A single stretch of the material below is to be transcribed exactly, starting at the line with "pixel 247 263" and ending after the line with "pixel 341 37".

-------------------------

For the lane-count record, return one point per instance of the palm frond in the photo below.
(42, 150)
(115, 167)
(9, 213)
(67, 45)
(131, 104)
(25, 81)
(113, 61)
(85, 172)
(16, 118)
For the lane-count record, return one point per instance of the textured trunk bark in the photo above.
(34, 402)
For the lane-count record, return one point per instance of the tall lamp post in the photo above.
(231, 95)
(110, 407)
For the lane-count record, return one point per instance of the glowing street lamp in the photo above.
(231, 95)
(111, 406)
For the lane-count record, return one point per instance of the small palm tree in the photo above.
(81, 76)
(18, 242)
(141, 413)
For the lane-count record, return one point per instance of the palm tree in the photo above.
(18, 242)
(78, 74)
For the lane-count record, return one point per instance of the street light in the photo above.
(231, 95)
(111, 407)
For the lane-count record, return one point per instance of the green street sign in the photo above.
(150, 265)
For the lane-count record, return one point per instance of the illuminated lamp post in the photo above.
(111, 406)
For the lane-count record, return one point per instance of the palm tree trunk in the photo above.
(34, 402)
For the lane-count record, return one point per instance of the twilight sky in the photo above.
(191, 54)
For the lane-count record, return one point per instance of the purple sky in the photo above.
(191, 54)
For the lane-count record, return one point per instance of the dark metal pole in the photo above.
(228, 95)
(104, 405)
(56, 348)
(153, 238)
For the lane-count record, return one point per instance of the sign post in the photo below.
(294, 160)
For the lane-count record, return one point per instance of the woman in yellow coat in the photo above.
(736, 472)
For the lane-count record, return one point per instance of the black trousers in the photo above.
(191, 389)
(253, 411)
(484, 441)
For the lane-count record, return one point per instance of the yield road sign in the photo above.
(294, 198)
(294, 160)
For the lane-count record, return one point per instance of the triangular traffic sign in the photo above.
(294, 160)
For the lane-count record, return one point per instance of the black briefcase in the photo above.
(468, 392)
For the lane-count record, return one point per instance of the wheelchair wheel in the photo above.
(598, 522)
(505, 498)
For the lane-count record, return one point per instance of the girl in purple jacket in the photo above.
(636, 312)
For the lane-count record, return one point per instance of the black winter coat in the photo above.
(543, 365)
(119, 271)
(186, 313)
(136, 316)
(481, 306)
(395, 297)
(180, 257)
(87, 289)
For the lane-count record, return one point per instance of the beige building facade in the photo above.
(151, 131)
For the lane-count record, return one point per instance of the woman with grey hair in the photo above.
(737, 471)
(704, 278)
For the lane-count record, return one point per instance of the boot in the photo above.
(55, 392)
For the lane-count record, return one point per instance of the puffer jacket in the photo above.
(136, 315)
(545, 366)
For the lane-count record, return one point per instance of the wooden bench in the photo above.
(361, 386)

-------------------------

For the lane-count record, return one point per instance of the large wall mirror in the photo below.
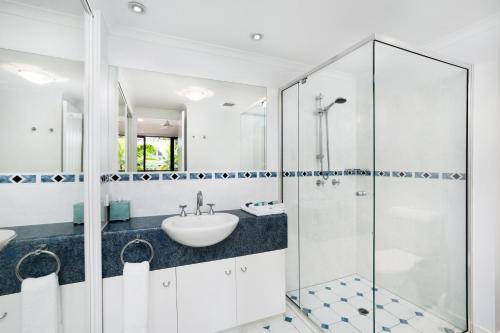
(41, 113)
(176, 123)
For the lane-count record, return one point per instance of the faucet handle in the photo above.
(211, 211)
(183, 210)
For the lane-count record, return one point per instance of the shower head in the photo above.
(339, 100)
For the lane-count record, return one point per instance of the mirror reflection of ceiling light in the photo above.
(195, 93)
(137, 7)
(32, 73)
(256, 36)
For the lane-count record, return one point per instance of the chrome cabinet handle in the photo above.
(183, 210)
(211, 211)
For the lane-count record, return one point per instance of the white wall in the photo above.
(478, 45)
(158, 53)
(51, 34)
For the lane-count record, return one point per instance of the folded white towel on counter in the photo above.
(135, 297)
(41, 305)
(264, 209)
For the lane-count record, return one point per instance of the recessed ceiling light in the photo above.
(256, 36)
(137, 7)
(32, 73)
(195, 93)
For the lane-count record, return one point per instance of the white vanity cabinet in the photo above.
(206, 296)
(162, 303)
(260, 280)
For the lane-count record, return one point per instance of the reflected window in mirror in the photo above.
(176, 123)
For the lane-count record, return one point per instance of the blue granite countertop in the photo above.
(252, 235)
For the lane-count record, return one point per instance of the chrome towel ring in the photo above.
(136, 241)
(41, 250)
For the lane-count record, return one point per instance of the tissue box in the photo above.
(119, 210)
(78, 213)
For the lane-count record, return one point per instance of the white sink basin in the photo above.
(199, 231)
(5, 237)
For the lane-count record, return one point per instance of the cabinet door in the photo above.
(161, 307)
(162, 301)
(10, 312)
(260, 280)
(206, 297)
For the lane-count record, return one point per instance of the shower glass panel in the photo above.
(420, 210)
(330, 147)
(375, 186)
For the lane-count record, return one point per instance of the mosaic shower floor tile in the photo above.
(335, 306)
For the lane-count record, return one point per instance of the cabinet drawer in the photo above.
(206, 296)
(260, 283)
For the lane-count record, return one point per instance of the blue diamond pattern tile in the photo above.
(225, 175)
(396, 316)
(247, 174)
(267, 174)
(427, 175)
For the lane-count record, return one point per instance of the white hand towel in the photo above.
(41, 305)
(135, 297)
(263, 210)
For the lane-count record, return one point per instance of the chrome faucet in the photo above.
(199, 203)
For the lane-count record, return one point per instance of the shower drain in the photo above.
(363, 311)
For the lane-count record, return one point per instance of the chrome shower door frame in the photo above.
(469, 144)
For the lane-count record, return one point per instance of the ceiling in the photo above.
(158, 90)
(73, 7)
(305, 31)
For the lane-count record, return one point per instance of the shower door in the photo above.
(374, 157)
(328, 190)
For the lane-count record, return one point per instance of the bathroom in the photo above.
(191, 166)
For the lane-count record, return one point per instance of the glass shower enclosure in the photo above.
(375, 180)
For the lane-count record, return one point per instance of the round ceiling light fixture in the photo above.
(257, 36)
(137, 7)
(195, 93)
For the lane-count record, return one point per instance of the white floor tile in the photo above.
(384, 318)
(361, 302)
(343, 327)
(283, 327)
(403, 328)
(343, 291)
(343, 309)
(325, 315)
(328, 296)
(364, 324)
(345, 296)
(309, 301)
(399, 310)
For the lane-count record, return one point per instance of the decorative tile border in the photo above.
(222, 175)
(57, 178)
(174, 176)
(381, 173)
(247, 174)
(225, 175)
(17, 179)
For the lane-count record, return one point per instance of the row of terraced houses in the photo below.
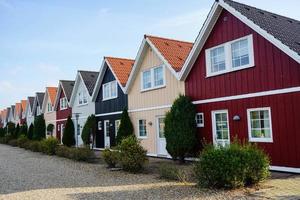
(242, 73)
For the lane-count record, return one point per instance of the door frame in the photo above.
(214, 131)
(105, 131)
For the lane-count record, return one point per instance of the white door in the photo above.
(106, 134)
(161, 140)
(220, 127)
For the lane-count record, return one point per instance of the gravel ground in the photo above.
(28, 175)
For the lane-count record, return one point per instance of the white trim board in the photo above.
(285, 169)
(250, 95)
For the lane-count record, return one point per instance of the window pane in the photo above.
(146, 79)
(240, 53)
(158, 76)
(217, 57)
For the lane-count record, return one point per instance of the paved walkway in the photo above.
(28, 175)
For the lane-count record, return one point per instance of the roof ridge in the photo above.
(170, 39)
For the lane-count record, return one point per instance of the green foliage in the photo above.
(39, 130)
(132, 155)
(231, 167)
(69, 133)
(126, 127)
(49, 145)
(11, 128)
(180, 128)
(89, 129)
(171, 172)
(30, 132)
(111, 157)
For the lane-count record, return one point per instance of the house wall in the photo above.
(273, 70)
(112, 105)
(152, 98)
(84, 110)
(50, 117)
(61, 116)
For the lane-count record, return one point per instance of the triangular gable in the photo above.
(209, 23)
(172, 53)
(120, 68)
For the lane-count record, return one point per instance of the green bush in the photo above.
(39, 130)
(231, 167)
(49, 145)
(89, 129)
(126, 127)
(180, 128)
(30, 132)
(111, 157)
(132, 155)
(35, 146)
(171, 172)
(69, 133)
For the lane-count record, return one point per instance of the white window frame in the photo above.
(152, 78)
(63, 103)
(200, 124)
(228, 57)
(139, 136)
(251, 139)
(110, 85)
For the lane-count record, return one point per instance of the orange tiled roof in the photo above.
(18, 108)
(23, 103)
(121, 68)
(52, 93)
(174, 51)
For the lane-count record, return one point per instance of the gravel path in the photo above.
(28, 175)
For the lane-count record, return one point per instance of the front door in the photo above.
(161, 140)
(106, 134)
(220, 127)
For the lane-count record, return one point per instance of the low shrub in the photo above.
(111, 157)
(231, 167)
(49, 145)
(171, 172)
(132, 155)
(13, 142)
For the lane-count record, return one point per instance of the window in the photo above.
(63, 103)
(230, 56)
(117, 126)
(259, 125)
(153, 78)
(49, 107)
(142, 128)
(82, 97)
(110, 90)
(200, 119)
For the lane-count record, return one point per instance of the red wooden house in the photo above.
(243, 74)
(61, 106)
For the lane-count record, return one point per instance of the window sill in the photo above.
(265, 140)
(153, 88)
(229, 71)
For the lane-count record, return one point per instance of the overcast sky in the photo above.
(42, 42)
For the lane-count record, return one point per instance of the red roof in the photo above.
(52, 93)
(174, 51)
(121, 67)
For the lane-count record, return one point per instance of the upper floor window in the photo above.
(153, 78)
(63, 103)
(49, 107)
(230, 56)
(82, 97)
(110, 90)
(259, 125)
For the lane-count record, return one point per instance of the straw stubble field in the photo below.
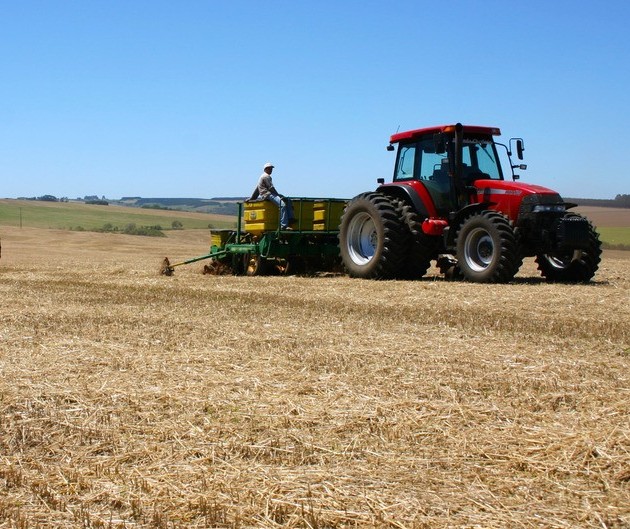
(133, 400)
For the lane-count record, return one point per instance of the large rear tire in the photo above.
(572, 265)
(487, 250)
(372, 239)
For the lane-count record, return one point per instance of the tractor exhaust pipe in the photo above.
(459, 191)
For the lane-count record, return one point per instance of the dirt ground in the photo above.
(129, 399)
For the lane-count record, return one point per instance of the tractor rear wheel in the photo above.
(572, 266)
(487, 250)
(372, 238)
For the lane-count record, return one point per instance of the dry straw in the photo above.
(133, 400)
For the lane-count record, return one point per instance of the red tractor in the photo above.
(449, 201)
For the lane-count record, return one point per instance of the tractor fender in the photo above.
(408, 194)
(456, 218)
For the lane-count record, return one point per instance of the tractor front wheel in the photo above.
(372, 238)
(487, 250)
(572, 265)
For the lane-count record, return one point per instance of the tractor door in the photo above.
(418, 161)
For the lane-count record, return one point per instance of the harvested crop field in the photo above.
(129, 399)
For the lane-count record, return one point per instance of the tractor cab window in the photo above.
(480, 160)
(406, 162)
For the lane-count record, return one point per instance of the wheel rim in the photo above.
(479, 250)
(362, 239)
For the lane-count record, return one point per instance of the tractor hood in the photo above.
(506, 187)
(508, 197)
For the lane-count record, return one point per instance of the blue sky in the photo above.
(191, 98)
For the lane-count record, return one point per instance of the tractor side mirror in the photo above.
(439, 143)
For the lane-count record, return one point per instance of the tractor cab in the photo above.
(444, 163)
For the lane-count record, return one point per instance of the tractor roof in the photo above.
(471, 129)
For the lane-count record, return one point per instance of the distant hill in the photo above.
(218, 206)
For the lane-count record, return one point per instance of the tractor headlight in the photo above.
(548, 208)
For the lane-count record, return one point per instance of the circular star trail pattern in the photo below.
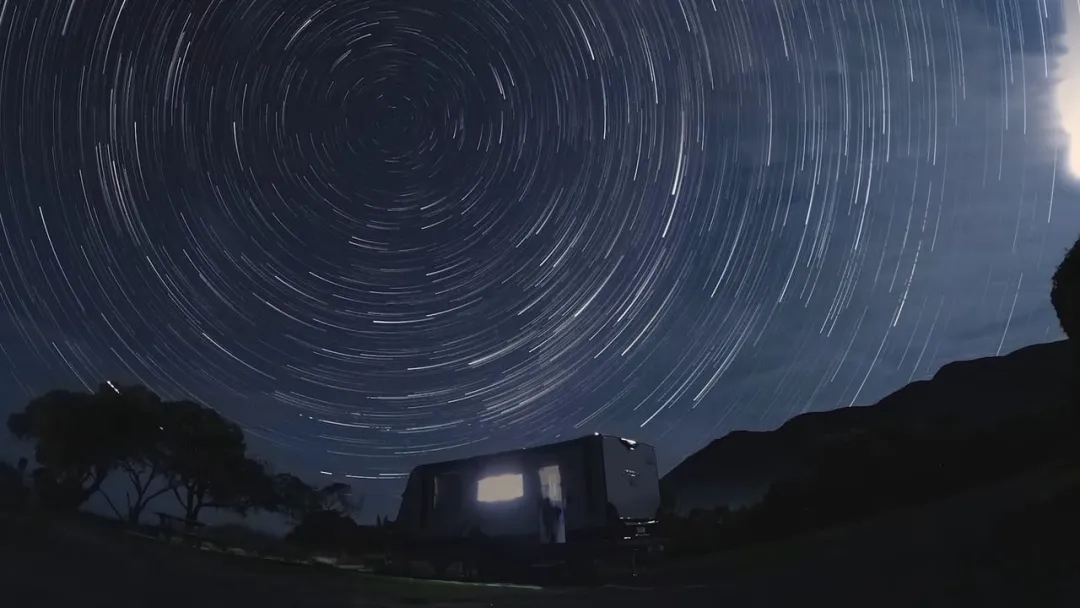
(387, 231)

-------------------------

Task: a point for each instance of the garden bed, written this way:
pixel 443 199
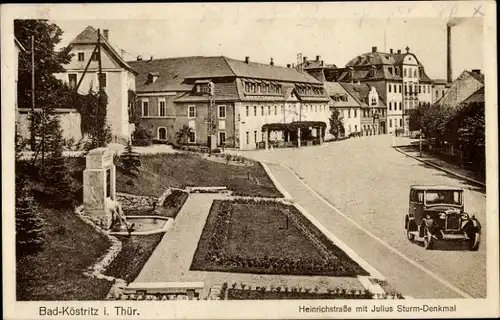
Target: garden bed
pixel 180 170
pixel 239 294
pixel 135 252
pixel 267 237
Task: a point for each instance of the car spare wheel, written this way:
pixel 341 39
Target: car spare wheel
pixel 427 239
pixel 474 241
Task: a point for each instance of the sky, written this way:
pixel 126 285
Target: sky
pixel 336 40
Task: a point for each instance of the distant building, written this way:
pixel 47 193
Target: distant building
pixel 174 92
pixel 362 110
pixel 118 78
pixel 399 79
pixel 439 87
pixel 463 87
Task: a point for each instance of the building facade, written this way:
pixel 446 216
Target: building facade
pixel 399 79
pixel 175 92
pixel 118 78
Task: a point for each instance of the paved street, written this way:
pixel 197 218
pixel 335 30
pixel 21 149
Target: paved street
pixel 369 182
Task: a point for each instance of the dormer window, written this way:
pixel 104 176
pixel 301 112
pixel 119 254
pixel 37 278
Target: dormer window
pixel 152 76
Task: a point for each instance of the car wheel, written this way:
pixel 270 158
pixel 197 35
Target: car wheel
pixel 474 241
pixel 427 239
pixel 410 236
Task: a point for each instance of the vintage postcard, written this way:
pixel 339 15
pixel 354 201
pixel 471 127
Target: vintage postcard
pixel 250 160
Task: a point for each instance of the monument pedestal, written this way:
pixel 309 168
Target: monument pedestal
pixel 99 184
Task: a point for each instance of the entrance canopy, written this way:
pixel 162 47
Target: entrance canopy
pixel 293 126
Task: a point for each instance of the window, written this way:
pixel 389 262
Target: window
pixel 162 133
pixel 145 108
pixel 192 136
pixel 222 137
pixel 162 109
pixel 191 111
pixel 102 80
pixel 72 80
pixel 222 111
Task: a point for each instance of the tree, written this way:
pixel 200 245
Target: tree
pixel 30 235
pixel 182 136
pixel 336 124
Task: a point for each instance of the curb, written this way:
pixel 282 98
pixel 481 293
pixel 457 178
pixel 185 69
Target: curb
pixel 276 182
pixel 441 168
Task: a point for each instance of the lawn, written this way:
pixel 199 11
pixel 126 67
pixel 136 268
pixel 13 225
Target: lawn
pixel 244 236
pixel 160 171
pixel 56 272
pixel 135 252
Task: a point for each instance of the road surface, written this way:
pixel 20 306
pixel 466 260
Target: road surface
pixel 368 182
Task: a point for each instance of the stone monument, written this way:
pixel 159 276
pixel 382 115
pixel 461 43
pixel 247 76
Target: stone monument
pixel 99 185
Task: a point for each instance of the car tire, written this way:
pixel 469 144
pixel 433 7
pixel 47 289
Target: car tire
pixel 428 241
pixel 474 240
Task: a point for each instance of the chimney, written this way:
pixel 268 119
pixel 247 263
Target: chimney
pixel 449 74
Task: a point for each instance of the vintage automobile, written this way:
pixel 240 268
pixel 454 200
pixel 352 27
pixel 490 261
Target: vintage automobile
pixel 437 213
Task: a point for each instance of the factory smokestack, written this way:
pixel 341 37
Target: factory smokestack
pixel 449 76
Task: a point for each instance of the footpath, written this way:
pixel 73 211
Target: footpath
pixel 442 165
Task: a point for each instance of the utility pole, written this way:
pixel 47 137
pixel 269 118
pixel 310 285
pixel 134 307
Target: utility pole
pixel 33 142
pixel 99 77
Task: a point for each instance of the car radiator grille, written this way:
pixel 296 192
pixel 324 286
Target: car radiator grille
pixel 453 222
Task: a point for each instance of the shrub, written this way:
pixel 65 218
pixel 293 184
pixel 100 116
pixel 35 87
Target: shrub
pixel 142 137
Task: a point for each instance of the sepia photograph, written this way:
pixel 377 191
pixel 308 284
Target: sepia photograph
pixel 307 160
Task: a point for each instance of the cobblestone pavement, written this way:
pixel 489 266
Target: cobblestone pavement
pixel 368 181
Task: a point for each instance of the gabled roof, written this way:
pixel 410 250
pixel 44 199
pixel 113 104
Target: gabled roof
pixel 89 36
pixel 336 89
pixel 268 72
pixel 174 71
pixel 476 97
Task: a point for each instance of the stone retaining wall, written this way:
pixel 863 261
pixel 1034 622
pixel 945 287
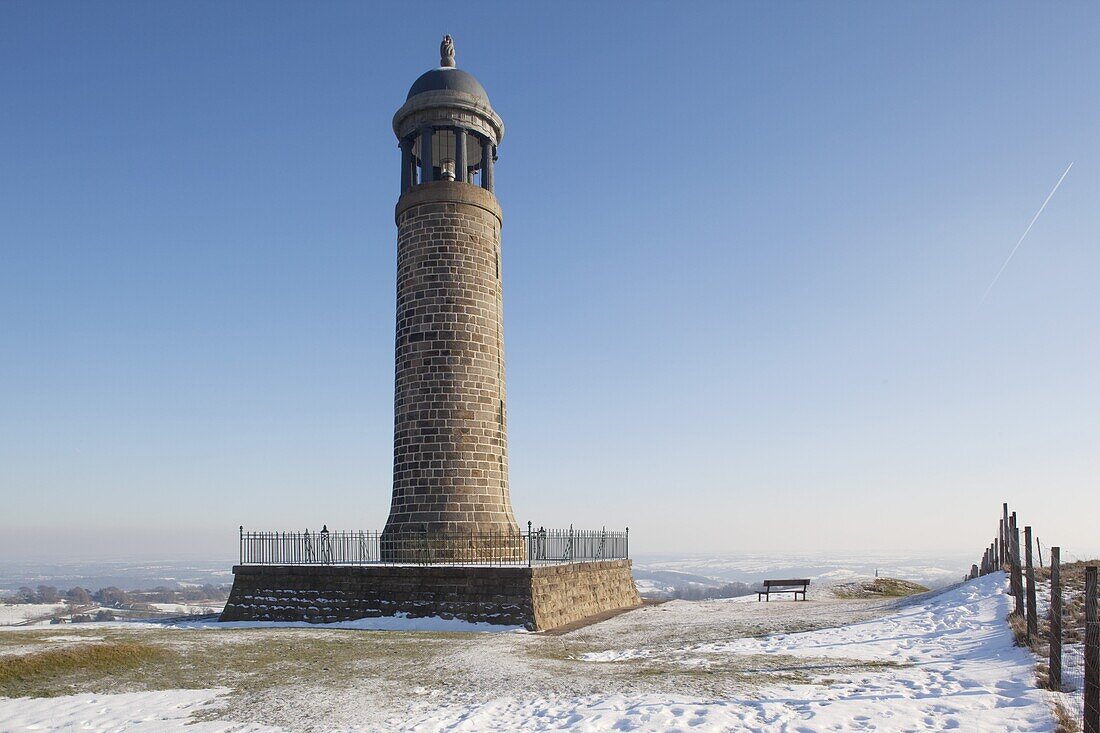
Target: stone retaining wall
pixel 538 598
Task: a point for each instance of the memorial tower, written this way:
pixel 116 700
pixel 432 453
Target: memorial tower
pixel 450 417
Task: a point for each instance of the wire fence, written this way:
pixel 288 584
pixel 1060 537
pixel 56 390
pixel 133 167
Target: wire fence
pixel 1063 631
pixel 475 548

-------------------------

• WRITTEN RESPONSE:
pixel 247 263
Target: chimney
pixel 449 74
Task: a point for each instance of the vintage automobile, written this way:
pixel 240 268
pixel 454 200
pixel 352 27
pixel 490 261
Target: vintage automobile
pixel 437 213
Task: a point for each instance of the factory smokestack, written this way:
pixel 341 37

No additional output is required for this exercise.